# Your assignment:
Apart from the images, reproduce every record word for word.

# Data section:
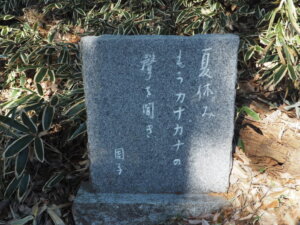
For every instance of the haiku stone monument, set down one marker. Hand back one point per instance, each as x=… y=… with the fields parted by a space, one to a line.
x=160 y=119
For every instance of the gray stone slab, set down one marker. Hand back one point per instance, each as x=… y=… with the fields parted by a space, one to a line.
x=93 y=208
x=160 y=112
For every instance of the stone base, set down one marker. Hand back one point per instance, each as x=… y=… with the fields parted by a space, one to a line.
x=92 y=208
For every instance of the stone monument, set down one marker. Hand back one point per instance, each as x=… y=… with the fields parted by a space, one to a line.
x=160 y=118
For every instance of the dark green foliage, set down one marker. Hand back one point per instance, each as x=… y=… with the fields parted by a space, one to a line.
x=40 y=67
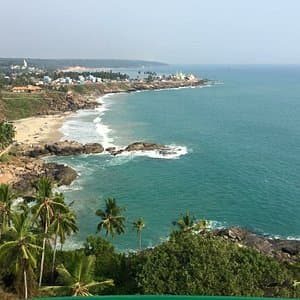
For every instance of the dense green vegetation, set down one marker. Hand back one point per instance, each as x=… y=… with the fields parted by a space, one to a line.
x=32 y=263
x=7 y=134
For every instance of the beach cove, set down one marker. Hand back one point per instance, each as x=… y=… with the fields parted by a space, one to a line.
x=205 y=180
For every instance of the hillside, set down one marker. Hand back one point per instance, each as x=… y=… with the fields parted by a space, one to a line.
x=52 y=64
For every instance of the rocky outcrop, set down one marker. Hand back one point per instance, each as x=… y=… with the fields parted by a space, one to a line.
x=280 y=249
x=140 y=146
x=61 y=174
x=29 y=170
x=64 y=148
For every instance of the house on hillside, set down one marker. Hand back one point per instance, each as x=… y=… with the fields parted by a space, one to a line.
x=26 y=89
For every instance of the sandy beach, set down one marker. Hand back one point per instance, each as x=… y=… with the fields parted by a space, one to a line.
x=41 y=129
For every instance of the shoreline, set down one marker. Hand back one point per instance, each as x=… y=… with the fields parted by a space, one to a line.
x=40 y=129
x=46 y=128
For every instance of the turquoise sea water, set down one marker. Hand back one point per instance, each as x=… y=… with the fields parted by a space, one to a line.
x=242 y=165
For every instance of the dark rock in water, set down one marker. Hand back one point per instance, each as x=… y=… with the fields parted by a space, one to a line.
x=61 y=174
x=35 y=151
x=141 y=146
x=93 y=148
x=110 y=150
x=65 y=148
x=280 y=249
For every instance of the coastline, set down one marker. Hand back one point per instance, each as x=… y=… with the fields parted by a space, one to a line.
x=41 y=129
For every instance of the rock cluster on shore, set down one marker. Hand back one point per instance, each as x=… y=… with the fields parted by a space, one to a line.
x=277 y=248
x=28 y=165
x=63 y=148
x=138 y=146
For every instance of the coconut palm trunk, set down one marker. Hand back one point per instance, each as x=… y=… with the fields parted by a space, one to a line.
x=140 y=240
x=54 y=257
x=43 y=255
x=25 y=285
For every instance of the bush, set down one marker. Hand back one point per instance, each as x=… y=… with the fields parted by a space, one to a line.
x=205 y=265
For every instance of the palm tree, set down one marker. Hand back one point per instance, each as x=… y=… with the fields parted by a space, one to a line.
x=186 y=222
x=64 y=224
x=139 y=225
x=45 y=208
x=6 y=199
x=111 y=219
x=77 y=278
x=21 y=249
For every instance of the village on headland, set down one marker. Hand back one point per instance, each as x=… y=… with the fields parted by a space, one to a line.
x=25 y=78
x=36 y=101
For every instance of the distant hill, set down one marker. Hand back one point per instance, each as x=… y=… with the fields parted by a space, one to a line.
x=88 y=63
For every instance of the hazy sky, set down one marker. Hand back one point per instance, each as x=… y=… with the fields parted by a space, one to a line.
x=173 y=31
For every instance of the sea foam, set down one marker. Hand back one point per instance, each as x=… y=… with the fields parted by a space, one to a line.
x=172 y=152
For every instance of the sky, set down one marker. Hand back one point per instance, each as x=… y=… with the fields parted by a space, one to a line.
x=171 y=31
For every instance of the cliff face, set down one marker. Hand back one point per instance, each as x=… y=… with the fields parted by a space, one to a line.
x=281 y=249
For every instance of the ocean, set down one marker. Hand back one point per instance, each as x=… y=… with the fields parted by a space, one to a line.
x=236 y=157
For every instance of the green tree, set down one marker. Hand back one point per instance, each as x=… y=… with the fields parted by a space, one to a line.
x=20 y=250
x=64 y=225
x=193 y=264
x=7 y=134
x=76 y=277
x=47 y=204
x=6 y=199
x=186 y=222
x=112 y=220
x=138 y=226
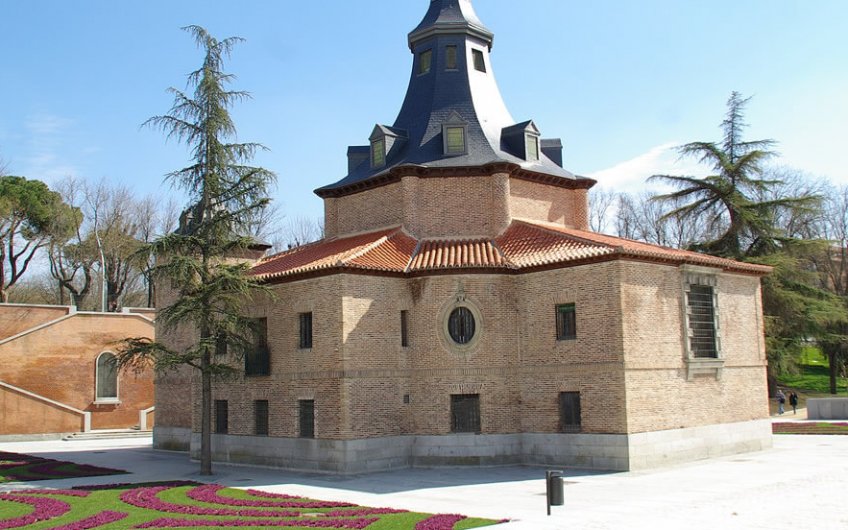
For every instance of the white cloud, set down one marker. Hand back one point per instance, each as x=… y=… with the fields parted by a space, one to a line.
x=631 y=175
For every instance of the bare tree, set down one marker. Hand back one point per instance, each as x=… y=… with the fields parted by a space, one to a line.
x=601 y=203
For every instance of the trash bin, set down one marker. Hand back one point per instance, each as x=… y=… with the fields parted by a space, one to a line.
x=555 y=488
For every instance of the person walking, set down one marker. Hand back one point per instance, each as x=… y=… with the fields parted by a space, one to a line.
x=793 y=400
x=781 y=401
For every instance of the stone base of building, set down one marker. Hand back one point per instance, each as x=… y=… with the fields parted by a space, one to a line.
x=608 y=452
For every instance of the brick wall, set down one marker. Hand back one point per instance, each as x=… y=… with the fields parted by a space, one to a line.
x=660 y=395
x=58 y=362
x=532 y=201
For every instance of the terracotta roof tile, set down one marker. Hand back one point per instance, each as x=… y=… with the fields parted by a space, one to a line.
x=523 y=245
x=440 y=254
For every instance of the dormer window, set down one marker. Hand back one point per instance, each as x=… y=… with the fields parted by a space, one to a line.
x=479 y=60
x=455 y=133
x=378 y=153
x=532 y=147
x=425 y=62
x=450 y=58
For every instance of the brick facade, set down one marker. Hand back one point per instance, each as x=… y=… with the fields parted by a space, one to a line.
x=49 y=363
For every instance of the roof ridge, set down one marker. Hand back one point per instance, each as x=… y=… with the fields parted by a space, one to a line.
x=368 y=248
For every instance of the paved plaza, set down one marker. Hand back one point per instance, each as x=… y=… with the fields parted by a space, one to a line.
x=799 y=484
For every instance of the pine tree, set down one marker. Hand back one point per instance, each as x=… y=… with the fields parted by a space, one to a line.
x=210 y=288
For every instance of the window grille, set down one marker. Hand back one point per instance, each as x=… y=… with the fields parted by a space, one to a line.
x=404 y=328
x=307 y=418
x=702 y=330
x=465 y=413
x=569 y=411
x=222 y=420
x=305 y=331
x=566 y=322
x=257 y=360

# Solution to this problem:
For every instance of the haiku stone monument, set down one marker. Hand back one point per instance, each as x=… y=… with the fields parted by a space, one to a line.
x=160 y=119
For every instance of the gray stone slab, set down one marker. Hand back one point per instance, each as x=… y=… with the fields parted by a space, one to a line.
x=93 y=208
x=160 y=112
For every instance of the stone base, set down one marker. Hand back one point per instance, each as x=… y=… with the fields parted by a space, one to a line.
x=92 y=208
For every instance of the stone monument, set down one marker. Hand back one point per instance, each as x=… y=… with the fields parted by a space, one to a line.
x=160 y=118
For every instance of the dark green foliage, set down one marker. Hand back one point per instance, each as x=… y=… with the fields parted by a space, one to a line.
x=40 y=67
For every instance of the dense green vegetation, set down one marker. Hand back one point per instance, each as x=… y=… with the fields parted by a space, one to a line.
x=32 y=263
x=7 y=134
For every instance of the beach cove, set down one marker. Hand back one point per instance, each as x=… y=… with the fields parted by a space, one to a line.
x=205 y=180
For every instance of the hillside, set down one marker. Hand back one point per instance, each as x=… y=… with the fields parted by a space, one to a line.
x=52 y=64
For every instance of the rocky outcrop, set down one marker. Hand back one point per instance, each as x=… y=… with the fields parted by a space, one to a line.
x=280 y=249
x=140 y=146
x=61 y=174
x=29 y=170
x=64 y=148
For every instance of the house on hillside, set down one marker. Hand back one point per instance, each as x=… y=… with the fields parted by a space, one to a line.
x=26 y=89
For every instance of the sandy beach, set down one marker. Hand back one point per instance, each as x=… y=… with the fields parted by a space, one to a line.
x=41 y=129
For every instance of the shoreline, set down one marker. Hand back one point per instance, each as x=… y=… with the fields parted by a space, one to a line.
x=40 y=129
x=46 y=128
For every instance of the turquoise sea water, set down one marker. Hand back one point per instance, each as x=… y=… with the fields parted by a space, one to a line.
x=242 y=165
For every instance of the dark rock in water, set down one marker. Hand back one point per instance, each as x=… y=… with the fields parted by a space, one to a line.
x=61 y=174
x=35 y=151
x=141 y=146
x=93 y=148
x=110 y=150
x=65 y=148
x=280 y=249
For every instance of the coastline, set down one marker. Hand back one point per instance, each as x=… y=… with the fields parted by a space, one to a line.
x=41 y=129
For every instance of the rock cluster on shore, set down one marker. Hand back one point per instance, each as x=… y=… with the fields parted by a space, one to a line.
x=277 y=248
x=28 y=165
x=63 y=148
x=138 y=146
For every instance of the coconut palm trunk, set down one marker. Hand back one point per instance, each as x=… y=… with the fields parted by a space, one to a line.
x=140 y=240
x=54 y=257
x=43 y=255
x=25 y=285
For every instance of the bush, set down one marker. Hand back one point per instance, each as x=… y=… with the fields parted by a space, one to a line.
x=205 y=265
For every instance of the palm tree, set down one marker. Hand back one point per instance, each as x=… y=… with the fields parted by a space, one to a line.
x=186 y=222
x=64 y=224
x=139 y=225
x=45 y=208
x=6 y=199
x=111 y=219
x=77 y=278
x=21 y=249
For every instance of the village on headland, set down one marker. Hand back one point per instance, each as x=… y=… with the fields parted by a space, one to a line.
x=25 y=78
x=36 y=101
For every instance of the distant hill, set down one marker. Hand back one point per instance, each as x=… y=… with the fields parted by a space, one to a line.
x=88 y=63
For every instance of the hazy sky, set down one marker. Hand back one point per instance, each as x=… y=… with the fields parted by a space, one to a line.
x=173 y=31
For every instance of the sea foam, set down one marker. Hand back one point per instance, each as x=… y=… with the fields parted by a space, one to a line.
x=172 y=152
For every instance of the sky, set down one marker. Hand back one point per instance, each as x=… y=… with the fields parted by a space, one to a line.
x=171 y=31
For every instance of the cliff face, set down one marker. Hand back one point per instance, each as x=… y=… with the fields parted by a space, one to a line.
x=281 y=249
For every instance of the ocean, set down one marker. Hand back one point per instance, each as x=… y=… with the fields parted by a space, one to a line.
x=236 y=157
For every instance of the green tree, set down one marker. Hand back one point per instance, each as x=… y=… with the fields parted by a space, one to a line.
x=20 y=250
x=64 y=225
x=193 y=264
x=7 y=134
x=76 y=277
x=47 y=204
x=6 y=199
x=186 y=222
x=112 y=220
x=138 y=226
For every instance of the white cloud, set down one marker. Hand back one point per instance, each as x=… y=… with the fields parted by a space, one to a line.
x=631 y=175
For every instance of the bare tree, set down one marker. Hand back one point per instance, each as x=… y=… with the fields parted by a space, one to a line.
x=601 y=203
For every instance of the trash bin, set down one marker. Hand back one point per instance, each as x=… y=… with the fields parted by a space, one to a line.
x=555 y=488
For every instance of the person walking, set down one marker. Hand back one point per instance, each as x=… y=… with the fields parted by a space, one to a line.
x=793 y=400
x=781 y=401
For every instance of the stone base of building, set down one marker. Hand back one point per instance, each as x=… y=… with the fields parted by a space, one to a line.
x=608 y=452
For every instance of the brick wall, set down one marker. Hand back one point per instance, each as x=… y=… with the fields parted by a space, one to a line.
x=660 y=395
x=58 y=362
x=532 y=201
For every instance of the terracotta roof tile, set down one marker. Hand back one point per instance, each as x=… y=… with the fields parted by a space, one to a line.
x=523 y=245
x=440 y=254
For every instance of the dormer window, set down one marker. Hand back one point per instance, each as x=… y=… with the fields parted by a space, one to a line.
x=479 y=60
x=455 y=133
x=378 y=153
x=532 y=147
x=425 y=62
x=450 y=58
For every instance of the brick facade, set down one marker. Hand back one point per instance, each as x=… y=… with the fields parted by a space, one to a line.
x=49 y=363
For every instance of the roof ridge, set down one marker. Hand back one point per instance, each as x=… y=… with the fields parted by a space, one to a line.
x=368 y=248
For every instance of the paved plaza, set down one marker. Hand back one point per instance, each as x=… y=… with the fields parted by a space, one to a line.
x=799 y=484
For every instance of the pine tree, set down one marker. Hand back one point per instance, each as x=… y=… with the fields parted by a space, one to a line.
x=210 y=288
For every instance of the window grille, set down one marker. Hand back one point per instance, each as x=… y=… with the fields parted by a space, one to a line.
x=404 y=328
x=307 y=418
x=702 y=330
x=465 y=413
x=569 y=411
x=222 y=420
x=305 y=331
x=566 y=322
x=257 y=360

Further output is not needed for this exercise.